→ **WORK INSTRUCTION**: From the line that includes "point: puppy's pink nose" down to the final line of the data below, copy every line exactly and leave the rest out.

### ENTRIES SHOWN ###

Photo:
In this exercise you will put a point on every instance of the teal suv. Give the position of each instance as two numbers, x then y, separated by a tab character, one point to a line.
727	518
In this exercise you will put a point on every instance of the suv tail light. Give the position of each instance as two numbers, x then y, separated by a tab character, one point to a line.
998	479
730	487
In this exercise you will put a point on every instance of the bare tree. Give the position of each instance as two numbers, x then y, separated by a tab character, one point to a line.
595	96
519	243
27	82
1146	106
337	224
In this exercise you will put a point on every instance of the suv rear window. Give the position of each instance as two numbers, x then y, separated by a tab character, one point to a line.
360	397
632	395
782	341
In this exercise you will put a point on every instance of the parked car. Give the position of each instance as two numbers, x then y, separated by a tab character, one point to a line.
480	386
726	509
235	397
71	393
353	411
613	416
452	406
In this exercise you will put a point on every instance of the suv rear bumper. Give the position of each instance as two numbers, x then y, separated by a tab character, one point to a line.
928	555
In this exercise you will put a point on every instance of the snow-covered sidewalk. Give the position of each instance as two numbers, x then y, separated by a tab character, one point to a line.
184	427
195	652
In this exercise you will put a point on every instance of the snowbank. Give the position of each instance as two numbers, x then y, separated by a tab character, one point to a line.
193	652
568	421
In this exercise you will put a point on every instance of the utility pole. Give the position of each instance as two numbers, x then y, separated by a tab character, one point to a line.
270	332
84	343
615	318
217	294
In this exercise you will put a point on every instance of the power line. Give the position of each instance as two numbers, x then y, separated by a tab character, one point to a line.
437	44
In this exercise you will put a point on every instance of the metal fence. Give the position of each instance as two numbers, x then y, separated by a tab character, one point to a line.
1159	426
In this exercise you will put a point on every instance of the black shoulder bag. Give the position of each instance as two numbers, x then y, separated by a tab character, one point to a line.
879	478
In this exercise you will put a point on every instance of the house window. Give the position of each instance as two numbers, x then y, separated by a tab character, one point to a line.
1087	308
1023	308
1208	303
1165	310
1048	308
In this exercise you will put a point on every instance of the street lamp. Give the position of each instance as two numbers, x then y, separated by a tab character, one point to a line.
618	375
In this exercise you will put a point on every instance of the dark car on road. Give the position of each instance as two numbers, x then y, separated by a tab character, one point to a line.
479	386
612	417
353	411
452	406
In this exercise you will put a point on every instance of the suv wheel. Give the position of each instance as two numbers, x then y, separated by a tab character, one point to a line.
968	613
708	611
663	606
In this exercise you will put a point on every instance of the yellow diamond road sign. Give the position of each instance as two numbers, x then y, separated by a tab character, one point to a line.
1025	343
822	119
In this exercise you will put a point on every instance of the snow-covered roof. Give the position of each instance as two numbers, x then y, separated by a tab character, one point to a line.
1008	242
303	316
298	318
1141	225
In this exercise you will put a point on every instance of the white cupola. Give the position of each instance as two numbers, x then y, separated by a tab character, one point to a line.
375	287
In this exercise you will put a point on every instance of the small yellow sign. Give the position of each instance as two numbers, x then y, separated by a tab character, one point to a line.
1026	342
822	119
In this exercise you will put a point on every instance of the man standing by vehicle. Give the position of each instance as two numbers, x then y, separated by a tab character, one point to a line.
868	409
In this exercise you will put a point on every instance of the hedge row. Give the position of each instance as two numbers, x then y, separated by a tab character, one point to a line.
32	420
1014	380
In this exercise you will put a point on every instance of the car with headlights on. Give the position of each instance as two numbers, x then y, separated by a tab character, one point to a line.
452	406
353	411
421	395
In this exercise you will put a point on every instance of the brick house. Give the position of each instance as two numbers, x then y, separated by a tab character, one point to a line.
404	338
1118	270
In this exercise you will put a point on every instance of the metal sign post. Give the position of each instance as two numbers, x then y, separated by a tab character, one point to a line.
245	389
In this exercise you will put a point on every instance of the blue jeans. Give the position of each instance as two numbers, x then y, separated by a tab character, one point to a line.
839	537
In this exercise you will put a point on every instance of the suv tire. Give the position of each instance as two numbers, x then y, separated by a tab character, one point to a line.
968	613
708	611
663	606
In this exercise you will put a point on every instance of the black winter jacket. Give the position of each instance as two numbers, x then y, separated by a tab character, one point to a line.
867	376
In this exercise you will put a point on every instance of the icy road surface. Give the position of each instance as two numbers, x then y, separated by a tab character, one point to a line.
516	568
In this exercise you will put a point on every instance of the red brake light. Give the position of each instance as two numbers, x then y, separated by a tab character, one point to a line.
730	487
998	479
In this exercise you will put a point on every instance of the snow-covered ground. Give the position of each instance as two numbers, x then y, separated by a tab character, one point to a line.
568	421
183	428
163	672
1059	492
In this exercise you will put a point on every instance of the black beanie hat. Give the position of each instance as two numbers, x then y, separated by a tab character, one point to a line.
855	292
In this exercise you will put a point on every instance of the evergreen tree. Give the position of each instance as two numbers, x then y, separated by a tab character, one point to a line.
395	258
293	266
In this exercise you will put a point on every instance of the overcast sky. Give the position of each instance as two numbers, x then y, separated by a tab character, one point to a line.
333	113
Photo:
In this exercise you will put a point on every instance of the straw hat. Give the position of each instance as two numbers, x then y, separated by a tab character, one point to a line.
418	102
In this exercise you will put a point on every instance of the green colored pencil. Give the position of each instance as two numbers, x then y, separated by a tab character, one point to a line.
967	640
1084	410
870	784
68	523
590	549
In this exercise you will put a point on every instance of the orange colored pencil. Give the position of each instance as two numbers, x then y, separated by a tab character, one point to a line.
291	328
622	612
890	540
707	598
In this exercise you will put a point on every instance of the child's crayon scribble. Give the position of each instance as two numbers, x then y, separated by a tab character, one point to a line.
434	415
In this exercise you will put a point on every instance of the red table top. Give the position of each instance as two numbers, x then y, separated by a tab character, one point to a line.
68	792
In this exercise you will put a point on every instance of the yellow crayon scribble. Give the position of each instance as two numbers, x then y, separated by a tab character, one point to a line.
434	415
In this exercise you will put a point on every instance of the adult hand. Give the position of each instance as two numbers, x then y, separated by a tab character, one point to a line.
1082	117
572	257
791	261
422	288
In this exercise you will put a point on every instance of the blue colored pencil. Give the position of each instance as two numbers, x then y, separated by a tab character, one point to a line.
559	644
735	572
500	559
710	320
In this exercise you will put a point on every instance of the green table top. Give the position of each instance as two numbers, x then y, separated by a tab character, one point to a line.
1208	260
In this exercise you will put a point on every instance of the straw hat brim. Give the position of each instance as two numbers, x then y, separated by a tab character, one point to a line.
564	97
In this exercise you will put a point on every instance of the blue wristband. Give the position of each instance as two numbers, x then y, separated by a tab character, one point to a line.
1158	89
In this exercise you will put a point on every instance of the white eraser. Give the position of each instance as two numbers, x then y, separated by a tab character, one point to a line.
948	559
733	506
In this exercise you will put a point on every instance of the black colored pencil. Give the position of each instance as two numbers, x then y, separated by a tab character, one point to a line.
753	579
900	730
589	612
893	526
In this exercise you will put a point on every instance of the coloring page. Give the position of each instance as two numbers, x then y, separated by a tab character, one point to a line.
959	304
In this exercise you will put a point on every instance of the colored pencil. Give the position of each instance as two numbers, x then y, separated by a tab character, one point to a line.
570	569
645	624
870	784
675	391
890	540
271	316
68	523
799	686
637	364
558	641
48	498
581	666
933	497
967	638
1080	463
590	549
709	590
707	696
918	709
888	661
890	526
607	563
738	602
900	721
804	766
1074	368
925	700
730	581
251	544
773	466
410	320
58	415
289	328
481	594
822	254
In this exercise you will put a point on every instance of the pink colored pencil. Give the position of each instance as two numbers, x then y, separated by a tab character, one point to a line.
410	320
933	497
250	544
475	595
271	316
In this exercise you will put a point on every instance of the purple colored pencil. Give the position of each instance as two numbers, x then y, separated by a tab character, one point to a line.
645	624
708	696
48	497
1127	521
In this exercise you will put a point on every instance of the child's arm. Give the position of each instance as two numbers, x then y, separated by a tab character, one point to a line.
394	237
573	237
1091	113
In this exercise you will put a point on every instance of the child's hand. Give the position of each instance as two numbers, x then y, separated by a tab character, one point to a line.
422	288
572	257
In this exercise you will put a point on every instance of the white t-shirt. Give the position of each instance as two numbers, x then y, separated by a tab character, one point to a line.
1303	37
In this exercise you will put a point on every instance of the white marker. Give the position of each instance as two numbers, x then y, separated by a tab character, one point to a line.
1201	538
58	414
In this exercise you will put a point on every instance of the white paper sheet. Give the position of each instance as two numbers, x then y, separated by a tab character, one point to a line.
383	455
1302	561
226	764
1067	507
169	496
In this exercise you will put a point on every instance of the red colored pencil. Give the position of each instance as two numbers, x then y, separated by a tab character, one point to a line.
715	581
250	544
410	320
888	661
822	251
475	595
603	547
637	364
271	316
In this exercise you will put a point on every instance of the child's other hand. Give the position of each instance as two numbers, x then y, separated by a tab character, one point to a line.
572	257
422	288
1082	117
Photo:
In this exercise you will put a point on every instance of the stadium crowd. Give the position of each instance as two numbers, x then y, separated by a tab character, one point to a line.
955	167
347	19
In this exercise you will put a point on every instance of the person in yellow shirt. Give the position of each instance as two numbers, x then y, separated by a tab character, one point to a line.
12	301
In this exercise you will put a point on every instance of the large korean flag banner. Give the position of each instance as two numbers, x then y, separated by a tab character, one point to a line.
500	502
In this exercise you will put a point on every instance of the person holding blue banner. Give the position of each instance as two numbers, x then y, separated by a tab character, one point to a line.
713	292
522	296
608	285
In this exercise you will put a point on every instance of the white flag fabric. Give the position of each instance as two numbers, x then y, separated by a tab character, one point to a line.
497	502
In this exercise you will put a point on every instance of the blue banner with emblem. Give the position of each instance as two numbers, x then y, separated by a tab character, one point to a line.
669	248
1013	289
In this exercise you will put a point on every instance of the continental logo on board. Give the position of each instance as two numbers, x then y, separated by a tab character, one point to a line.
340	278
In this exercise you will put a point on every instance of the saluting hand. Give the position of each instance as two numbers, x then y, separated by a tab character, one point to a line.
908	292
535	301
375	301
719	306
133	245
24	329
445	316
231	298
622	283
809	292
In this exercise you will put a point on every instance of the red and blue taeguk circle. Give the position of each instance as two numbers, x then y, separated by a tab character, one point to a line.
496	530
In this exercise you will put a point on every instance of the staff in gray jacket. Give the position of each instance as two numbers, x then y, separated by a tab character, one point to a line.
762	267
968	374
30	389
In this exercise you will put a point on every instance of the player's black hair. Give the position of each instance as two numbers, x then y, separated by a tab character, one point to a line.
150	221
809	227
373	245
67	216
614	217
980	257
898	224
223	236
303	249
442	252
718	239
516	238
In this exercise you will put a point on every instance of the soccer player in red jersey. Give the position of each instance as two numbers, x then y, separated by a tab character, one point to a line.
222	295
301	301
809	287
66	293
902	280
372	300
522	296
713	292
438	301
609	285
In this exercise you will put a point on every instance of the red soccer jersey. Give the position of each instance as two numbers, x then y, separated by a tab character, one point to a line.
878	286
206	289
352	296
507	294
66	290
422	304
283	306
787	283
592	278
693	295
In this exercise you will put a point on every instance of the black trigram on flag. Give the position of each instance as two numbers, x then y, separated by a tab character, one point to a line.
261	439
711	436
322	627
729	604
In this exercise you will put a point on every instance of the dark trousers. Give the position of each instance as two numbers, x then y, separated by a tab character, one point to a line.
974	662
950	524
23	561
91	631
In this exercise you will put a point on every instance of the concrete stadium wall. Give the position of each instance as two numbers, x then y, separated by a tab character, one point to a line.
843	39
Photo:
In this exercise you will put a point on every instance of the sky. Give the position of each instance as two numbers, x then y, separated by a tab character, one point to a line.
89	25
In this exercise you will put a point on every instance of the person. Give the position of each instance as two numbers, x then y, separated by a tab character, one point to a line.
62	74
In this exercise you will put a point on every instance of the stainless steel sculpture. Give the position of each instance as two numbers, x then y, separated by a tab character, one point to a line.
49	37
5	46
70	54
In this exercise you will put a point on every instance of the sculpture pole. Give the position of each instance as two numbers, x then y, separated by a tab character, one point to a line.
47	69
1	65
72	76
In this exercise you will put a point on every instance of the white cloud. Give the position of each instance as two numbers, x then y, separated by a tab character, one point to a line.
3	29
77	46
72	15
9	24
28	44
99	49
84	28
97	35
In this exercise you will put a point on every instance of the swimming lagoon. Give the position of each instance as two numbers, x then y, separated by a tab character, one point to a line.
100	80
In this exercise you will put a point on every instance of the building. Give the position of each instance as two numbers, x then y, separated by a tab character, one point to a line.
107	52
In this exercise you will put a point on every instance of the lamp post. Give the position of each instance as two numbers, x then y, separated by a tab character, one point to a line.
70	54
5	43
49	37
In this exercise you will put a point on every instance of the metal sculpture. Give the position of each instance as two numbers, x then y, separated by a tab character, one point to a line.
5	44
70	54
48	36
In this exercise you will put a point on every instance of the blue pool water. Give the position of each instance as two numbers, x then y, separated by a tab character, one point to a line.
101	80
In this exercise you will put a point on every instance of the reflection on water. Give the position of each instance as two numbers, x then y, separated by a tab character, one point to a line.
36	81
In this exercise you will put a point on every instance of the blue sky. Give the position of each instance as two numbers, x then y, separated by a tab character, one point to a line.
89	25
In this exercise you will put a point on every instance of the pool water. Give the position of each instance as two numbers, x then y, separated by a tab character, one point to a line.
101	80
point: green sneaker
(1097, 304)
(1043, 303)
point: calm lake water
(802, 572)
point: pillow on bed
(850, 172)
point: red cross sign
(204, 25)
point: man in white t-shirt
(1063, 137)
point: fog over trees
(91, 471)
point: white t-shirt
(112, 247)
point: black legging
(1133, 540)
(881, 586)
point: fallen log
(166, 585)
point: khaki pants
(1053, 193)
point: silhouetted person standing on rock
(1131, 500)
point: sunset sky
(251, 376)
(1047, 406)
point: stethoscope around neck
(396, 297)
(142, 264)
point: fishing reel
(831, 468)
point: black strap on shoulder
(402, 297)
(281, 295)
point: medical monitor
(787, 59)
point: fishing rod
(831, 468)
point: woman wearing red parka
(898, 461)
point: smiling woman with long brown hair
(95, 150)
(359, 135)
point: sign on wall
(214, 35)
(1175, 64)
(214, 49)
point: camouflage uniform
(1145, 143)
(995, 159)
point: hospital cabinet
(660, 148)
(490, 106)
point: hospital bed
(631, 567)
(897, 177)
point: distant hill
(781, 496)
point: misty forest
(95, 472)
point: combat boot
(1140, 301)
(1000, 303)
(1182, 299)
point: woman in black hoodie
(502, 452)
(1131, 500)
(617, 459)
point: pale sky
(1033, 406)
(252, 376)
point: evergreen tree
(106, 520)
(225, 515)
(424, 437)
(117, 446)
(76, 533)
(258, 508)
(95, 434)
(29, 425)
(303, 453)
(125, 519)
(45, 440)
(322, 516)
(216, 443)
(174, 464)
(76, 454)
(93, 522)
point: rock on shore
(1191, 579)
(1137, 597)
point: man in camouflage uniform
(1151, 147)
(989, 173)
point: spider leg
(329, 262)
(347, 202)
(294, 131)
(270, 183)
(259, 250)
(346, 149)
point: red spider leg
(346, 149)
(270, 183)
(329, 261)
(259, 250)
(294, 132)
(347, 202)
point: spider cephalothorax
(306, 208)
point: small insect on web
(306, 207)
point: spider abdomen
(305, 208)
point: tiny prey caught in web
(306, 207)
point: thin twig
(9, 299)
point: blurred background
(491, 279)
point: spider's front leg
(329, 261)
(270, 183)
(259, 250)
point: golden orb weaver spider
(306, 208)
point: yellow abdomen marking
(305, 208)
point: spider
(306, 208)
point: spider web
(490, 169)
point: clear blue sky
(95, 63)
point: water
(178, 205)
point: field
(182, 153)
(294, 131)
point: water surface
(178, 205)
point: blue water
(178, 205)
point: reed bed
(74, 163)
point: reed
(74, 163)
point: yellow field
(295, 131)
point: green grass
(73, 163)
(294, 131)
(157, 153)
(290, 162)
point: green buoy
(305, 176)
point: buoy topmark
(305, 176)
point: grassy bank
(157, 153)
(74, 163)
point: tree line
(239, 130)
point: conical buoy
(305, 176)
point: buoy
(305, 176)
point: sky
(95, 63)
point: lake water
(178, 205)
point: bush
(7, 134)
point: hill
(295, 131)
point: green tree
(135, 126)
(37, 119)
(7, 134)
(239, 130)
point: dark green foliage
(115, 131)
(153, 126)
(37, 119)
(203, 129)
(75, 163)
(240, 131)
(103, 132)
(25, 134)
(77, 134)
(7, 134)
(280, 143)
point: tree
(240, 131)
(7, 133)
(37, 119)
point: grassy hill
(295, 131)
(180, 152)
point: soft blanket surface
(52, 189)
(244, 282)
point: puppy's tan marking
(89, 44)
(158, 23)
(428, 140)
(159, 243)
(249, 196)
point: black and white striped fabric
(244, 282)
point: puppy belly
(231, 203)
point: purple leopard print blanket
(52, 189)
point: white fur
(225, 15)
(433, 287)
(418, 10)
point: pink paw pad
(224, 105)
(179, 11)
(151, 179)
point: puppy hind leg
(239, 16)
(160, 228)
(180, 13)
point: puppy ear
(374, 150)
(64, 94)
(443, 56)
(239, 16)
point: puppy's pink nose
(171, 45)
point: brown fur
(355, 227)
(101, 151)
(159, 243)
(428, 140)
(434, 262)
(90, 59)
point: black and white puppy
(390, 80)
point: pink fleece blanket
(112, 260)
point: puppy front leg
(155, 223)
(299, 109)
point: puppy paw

###

→ **EXPECTED ANSWER**:
point: puppy's pink nose
(171, 45)
point: brown fur
(355, 227)
(101, 151)
(159, 243)
(428, 140)
(434, 262)
(90, 59)
point: black and white puppy
(390, 80)
point: pink fleece blanket
(112, 260)
point: puppy front leg
(155, 223)
(299, 109)
point: puppy paw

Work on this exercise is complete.